● **Directions for this task**
Please copy out, word for word, the part of the records below that opens with the line containing "Drop one dot on each instance of the white t-shirt" and closes with the last line of the records.

● **Dataset rows**
++++++++++
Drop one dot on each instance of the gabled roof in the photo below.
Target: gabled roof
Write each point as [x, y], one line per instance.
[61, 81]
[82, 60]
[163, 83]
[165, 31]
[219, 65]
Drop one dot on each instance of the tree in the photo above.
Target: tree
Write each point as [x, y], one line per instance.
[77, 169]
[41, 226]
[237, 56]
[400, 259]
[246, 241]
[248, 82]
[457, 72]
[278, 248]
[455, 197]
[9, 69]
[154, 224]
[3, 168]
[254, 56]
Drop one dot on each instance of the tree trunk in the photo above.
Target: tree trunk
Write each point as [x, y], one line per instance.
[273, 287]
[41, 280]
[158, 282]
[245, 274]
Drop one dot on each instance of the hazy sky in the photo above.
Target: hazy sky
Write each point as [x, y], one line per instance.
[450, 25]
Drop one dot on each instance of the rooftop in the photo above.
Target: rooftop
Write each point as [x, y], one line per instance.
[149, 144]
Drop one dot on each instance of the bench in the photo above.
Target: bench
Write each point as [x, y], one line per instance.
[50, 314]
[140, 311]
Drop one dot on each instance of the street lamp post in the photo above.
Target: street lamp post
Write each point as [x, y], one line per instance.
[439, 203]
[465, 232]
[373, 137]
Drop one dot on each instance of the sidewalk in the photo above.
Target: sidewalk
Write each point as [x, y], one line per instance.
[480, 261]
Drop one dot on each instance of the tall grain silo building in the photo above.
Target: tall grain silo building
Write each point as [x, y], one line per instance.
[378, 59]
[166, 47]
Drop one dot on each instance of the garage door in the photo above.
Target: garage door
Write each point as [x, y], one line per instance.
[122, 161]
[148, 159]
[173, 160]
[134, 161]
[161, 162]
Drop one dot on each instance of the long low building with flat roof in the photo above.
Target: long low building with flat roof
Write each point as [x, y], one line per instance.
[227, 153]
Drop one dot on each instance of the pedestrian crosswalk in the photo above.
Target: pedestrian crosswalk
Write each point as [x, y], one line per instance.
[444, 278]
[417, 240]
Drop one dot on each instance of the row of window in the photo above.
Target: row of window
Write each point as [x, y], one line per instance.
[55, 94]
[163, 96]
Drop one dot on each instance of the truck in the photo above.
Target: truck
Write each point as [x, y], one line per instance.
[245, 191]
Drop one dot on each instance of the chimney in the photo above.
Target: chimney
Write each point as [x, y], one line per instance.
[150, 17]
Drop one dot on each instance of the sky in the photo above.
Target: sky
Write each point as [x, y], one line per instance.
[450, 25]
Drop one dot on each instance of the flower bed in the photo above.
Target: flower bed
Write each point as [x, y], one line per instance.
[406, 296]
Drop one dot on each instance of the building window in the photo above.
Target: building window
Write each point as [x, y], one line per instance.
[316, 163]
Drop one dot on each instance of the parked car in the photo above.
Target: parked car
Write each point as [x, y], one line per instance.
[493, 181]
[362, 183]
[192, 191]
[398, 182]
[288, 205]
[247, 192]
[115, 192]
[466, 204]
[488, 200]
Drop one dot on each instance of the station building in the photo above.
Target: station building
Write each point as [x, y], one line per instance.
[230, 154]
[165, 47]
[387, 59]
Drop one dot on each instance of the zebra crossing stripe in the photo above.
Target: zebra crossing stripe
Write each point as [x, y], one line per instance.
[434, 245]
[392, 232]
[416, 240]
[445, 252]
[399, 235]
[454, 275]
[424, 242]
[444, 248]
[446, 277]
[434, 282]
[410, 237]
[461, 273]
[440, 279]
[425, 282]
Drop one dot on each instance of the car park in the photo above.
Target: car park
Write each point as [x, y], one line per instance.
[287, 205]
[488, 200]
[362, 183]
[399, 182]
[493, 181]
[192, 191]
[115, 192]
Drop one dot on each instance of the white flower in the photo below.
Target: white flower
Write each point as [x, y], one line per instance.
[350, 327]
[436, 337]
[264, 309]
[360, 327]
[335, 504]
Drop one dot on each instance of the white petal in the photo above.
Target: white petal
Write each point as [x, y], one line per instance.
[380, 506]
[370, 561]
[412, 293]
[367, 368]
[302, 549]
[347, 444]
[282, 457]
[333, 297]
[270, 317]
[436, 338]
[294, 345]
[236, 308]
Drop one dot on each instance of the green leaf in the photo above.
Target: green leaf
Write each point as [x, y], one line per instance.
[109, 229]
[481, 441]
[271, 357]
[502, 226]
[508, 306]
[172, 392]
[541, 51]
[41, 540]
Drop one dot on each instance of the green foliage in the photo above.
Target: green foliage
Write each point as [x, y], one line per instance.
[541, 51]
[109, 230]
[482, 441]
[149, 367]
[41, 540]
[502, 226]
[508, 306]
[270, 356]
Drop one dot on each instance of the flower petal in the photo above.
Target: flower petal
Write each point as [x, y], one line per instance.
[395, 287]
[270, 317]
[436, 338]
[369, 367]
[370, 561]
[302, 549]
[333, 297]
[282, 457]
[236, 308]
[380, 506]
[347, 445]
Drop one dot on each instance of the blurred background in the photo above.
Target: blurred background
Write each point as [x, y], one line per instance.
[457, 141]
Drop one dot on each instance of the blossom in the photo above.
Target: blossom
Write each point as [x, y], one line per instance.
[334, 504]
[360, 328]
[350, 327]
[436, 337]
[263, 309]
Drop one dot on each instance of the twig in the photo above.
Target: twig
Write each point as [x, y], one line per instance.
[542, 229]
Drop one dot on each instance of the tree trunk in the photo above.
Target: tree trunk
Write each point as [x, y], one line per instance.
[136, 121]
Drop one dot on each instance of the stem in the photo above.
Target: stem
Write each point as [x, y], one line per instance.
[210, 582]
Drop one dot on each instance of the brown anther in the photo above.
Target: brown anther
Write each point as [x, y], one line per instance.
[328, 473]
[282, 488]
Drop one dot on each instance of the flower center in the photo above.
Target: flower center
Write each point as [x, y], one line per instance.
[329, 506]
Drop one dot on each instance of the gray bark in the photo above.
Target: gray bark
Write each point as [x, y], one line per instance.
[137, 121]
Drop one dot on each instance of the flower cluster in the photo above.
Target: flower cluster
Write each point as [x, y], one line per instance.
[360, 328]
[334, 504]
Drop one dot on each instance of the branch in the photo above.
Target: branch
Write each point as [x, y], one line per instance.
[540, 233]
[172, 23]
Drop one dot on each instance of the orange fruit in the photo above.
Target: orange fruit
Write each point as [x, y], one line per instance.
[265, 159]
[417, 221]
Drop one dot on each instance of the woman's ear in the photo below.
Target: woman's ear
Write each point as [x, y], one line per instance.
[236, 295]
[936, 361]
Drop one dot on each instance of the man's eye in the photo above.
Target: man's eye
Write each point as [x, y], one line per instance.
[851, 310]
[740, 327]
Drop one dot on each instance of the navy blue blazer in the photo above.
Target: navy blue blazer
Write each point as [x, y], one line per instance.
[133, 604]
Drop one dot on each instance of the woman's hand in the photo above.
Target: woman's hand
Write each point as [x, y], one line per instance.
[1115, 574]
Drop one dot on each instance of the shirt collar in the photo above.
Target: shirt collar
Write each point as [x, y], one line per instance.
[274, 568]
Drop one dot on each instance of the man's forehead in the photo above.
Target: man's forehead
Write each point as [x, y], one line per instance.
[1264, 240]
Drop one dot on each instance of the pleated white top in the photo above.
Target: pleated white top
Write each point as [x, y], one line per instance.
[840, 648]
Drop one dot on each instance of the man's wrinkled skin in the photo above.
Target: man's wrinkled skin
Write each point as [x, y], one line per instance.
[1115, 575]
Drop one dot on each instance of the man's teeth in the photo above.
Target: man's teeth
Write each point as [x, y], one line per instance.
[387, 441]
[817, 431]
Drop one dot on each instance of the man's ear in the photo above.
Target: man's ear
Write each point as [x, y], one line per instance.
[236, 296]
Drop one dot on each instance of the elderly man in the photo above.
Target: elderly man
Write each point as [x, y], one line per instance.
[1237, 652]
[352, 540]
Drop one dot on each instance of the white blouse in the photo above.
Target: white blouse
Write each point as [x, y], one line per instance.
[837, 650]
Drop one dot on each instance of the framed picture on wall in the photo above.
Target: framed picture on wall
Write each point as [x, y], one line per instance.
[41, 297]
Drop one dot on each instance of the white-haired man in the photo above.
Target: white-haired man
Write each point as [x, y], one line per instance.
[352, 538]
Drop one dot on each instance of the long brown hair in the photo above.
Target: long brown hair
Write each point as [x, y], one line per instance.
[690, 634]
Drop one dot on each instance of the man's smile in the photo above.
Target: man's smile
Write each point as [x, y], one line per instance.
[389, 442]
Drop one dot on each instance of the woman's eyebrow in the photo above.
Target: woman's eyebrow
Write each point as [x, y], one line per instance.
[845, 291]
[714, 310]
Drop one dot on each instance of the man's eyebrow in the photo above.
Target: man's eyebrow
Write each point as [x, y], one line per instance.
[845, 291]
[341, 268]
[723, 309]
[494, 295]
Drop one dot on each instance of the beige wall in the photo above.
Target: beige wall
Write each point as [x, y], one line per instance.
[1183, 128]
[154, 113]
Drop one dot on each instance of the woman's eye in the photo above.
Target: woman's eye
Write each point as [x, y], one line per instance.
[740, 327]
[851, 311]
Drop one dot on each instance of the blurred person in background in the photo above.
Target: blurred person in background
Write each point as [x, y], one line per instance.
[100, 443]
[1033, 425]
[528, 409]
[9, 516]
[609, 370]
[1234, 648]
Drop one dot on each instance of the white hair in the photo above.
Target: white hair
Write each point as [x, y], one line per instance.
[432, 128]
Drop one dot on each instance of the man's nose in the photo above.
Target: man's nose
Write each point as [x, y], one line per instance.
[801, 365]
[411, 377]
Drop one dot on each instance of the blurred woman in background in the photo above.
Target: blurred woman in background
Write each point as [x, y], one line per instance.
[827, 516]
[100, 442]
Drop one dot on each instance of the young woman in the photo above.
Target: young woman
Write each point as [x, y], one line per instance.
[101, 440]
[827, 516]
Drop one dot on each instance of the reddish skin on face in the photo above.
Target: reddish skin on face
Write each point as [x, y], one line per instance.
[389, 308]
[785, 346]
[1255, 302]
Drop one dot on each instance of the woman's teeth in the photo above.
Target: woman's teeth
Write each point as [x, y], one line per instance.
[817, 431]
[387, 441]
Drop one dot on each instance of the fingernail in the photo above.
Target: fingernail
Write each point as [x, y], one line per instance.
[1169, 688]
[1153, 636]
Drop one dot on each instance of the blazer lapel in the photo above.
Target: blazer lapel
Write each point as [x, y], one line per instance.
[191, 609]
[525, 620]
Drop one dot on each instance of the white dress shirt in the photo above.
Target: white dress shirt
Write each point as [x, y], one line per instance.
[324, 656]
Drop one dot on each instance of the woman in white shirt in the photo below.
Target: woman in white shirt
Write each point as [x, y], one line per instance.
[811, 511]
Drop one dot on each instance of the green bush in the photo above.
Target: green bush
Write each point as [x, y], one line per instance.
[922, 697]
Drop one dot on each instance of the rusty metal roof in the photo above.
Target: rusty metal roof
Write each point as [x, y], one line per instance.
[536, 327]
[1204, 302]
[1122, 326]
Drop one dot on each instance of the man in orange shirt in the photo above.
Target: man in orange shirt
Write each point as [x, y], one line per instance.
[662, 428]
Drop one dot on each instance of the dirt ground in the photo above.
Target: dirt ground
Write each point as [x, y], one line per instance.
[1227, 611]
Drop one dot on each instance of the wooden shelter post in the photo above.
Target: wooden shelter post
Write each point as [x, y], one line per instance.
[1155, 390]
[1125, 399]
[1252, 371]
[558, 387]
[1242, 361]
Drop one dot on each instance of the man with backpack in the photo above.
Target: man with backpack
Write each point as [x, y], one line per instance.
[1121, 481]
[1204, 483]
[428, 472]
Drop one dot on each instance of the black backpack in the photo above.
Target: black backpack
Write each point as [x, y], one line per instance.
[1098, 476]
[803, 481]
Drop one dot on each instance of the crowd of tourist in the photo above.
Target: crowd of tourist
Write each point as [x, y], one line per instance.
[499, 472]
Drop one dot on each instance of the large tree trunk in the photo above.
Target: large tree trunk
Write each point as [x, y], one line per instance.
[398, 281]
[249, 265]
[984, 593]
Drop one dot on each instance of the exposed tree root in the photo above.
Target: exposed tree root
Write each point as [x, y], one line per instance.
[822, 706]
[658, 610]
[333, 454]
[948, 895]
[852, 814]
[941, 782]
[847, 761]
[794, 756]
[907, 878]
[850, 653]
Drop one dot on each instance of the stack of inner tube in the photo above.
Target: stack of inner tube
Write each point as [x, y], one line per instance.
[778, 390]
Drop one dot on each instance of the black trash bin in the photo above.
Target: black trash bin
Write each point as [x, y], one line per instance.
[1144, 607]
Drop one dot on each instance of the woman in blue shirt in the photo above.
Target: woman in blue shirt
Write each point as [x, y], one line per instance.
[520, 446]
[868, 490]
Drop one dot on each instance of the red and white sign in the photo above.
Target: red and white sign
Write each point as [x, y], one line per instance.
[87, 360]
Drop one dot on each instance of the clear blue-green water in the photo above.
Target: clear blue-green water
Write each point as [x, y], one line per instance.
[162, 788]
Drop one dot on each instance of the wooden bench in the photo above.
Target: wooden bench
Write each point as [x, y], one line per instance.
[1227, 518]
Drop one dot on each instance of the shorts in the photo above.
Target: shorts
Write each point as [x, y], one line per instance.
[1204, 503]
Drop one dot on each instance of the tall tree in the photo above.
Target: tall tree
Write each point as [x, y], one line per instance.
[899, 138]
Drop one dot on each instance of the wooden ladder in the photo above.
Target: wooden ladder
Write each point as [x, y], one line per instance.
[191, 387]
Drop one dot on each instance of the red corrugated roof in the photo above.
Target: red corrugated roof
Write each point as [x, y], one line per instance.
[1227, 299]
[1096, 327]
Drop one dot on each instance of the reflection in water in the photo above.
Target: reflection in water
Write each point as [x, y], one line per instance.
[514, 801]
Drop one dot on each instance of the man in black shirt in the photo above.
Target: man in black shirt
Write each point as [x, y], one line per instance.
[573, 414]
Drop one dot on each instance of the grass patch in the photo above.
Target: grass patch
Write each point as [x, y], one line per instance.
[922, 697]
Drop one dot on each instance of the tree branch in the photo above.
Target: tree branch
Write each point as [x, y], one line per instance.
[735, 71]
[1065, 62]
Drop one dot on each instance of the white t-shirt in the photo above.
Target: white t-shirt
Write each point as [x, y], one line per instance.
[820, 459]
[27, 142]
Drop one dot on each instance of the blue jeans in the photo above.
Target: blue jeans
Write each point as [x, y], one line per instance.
++++++++++
● **Full solution**
Drop one dot on each instance of the white t-shirt in the photo above.
Target: white t-shirt
Write each point as [x, y], one line per instance.
[820, 459]
[27, 142]
Drop one dot on each instance of the blue jeans in the photo above.
Target: blue jeans
Write each point as [x, y], one line per instance.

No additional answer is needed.